*Given passage*.

------------------------------------------------------------------------

On the 10th day after noble silence ended, I felt sadness in my heart. The silence had been healing for me, giving me a reprieve from worrying about how my words would be perceived, how my actions could be interpreted. The silence gave me an illusion of safety. When it ended and the students filed out of the meditation hall, I heard voices chirp in excitement, almost as though they were bursting out. I felt disconnected from that sense of joy, alone in my sadness. I chose to go into my pagoda cell for another hour rather than join the others, who apparently felt freed from their silence. Afterwards, I walked into the dining room with some trepidation and with near disbelief at all the energetic chatter. How could all these ladies be so happy? For about 10 minutes I felt loneliness in a room full of women, eating slowly and trying to capture the silence from before, before my neighbor came over and stood by me. “Hi”, she said. “I just wanted to tell you how much I admired your sitting”…and for that moment on, my defenses broke down. I started chatting with my other neighbors and even with the male students who were in the hallway.

On that last day, I understood that we may be alone but we don’t have to isolate ourselves. That is a choice we can make for ourselves. I came into the course feeling like an outsider and I had held on to that feeling until the every end not understanding that it was a barrier to being myself. When my neighbor approached me in that dining room, she broke my self erected barrier. With her act of friendship that was also very kind, I started to realize how we had all started at the same place of being strangers to one another, all us of searching for something. From that realization, I decided intentionally to be different than the day before. I would be who I was, as true to my nature as I knew how. If others chose not to like me then, that was ok. I had done my part.

------------------------------------------------------------------------

*Record extracts*.
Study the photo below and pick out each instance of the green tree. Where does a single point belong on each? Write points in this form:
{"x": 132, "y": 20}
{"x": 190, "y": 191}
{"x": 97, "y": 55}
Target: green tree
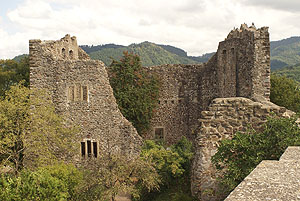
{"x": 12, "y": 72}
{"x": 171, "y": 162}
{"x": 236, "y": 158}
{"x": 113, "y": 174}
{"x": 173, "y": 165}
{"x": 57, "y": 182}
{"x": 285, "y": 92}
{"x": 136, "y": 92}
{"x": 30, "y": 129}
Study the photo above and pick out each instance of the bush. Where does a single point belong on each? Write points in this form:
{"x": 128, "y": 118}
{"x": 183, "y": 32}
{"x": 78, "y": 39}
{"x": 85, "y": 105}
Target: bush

------------------------------------------------------------------------

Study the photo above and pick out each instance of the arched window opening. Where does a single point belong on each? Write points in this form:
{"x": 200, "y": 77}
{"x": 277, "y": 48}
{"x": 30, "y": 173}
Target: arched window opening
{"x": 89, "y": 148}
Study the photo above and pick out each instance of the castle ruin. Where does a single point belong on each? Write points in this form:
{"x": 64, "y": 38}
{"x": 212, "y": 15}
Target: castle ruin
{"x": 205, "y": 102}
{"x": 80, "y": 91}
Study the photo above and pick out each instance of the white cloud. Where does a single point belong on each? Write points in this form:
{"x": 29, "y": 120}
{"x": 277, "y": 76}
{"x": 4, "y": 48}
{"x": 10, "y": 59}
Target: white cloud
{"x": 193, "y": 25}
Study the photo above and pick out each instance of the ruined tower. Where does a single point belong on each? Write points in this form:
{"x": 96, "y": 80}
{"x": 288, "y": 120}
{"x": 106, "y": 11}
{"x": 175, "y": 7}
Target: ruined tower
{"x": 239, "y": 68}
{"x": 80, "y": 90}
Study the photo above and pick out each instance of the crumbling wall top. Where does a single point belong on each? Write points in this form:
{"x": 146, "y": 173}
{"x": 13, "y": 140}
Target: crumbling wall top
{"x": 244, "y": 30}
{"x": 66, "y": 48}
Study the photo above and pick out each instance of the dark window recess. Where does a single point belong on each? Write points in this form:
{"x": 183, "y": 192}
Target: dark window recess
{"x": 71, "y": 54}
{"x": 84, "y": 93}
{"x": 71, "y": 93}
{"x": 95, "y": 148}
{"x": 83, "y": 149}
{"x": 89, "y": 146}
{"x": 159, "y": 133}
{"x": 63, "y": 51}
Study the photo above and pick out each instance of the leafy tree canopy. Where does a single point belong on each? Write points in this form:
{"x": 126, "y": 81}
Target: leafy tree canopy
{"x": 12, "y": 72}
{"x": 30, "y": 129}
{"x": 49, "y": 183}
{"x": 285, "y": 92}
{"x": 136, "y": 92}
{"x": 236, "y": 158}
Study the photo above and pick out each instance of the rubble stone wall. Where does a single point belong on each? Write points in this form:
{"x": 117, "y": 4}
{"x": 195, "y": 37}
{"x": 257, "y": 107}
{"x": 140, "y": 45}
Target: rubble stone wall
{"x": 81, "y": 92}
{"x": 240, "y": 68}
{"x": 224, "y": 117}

------------------------------------------------------------------------

*Instructions for the task*.
Can you reproduce the text about the meditation retreat word for word, between "On that last" and "done my part.", inclusive? This data was taken from a separate source.

*Task output*.
On that last day, I understood that we may be alone but we don’t have to isolate ourselves. That is a choice we can make for ourselves. I came into the course feeling like an outsider and I had held on to that feeling until the every end not understanding that it was a barrier to being myself. When my neighbor approached me in that dining room, she broke my self erected barrier. With her act of friendship that was also very kind, I started to realize how we had all started at the same place of being strangers to one another, all us of searching for something. From that realization, I decided intentionally to be different than the day before. I would be who I was, as true to my nature as I knew how. If others chose not to like me then, that was ok. I had done my part.